## [TASK DETAILS]
Once the line with "box: [5, 22, 98, 73]" is found, repeat exactly that line and every one after it until the data below ends, including the last line.
= Beginning of Section =
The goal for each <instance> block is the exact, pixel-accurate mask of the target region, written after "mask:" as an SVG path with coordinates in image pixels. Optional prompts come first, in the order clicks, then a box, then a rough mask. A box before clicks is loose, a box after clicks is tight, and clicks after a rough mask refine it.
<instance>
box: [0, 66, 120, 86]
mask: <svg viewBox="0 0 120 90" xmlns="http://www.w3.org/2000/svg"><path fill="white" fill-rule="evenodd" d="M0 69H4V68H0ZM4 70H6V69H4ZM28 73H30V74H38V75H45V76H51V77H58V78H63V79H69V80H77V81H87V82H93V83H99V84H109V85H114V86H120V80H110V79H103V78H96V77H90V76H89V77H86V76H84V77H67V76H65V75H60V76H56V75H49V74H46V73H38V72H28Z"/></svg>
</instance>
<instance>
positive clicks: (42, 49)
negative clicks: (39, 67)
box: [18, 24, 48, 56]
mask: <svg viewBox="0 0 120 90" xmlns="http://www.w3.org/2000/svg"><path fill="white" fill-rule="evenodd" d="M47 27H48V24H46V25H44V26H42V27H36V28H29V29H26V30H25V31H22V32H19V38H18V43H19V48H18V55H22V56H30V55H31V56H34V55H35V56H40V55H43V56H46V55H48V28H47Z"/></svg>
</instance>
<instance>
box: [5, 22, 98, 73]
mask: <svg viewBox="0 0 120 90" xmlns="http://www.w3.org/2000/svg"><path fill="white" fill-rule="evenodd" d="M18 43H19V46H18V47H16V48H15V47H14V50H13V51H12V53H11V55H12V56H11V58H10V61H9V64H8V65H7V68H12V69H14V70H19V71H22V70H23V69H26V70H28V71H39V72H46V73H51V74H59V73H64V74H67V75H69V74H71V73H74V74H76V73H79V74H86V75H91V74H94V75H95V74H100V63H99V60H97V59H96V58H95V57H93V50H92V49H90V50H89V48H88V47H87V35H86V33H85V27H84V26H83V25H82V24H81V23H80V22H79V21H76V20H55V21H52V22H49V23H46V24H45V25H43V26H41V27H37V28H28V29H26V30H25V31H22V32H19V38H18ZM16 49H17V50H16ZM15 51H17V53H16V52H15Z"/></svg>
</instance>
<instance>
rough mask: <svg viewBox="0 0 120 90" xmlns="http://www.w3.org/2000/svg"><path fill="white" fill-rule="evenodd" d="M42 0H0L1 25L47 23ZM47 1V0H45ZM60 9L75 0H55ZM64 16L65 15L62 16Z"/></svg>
= End of Section =
## [EXERCISE SOLUTION]
box: [5, 22, 98, 73]
mask: <svg viewBox="0 0 120 90" xmlns="http://www.w3.org/2000/svg"><path fill="white" fill-rule="evenodd" d="M18 43H19V46H18V47H16V48H15V47H14V50H13V51H12V53H11V55H12V56H11V58H10V61H9V64H8V65H7V68H12V69H14V70H19V71H22V70H23V69H26V70H28V71H39V72H46V73H51V74H59V73H64V74H67V75H69V74H71V73H74V74H76V73H79V74H86V75H91V74H94V75H95V74H100V63H99V60H97V59H96V58H95V57H93V50H92V49H90V50H89V48H88V47H87V35H86V33H85V27H84V26H83V25H82V24H81V23H80V22H79V21H76V20H55V21H52V22H49V23H46V24H45V25H43V26H41V27H37V28H28V29H26V30H25V31H22V32H19V38H18ZM16 49H17V50H16ZM15 51H17V53H16V52H15Z"/></svg>
</instance>
<instance>
rough mask: <svg viewBox="0 0 120 90" xmlns="http://www.w3.org/2000/svg"><path fill="white" fill-rule="evenodd" d="M42 0H0L1 25L47 23ZM47 1V0H45ZM60 9L75 0H55ZM64 16L65 15L62 16Z"/></svg>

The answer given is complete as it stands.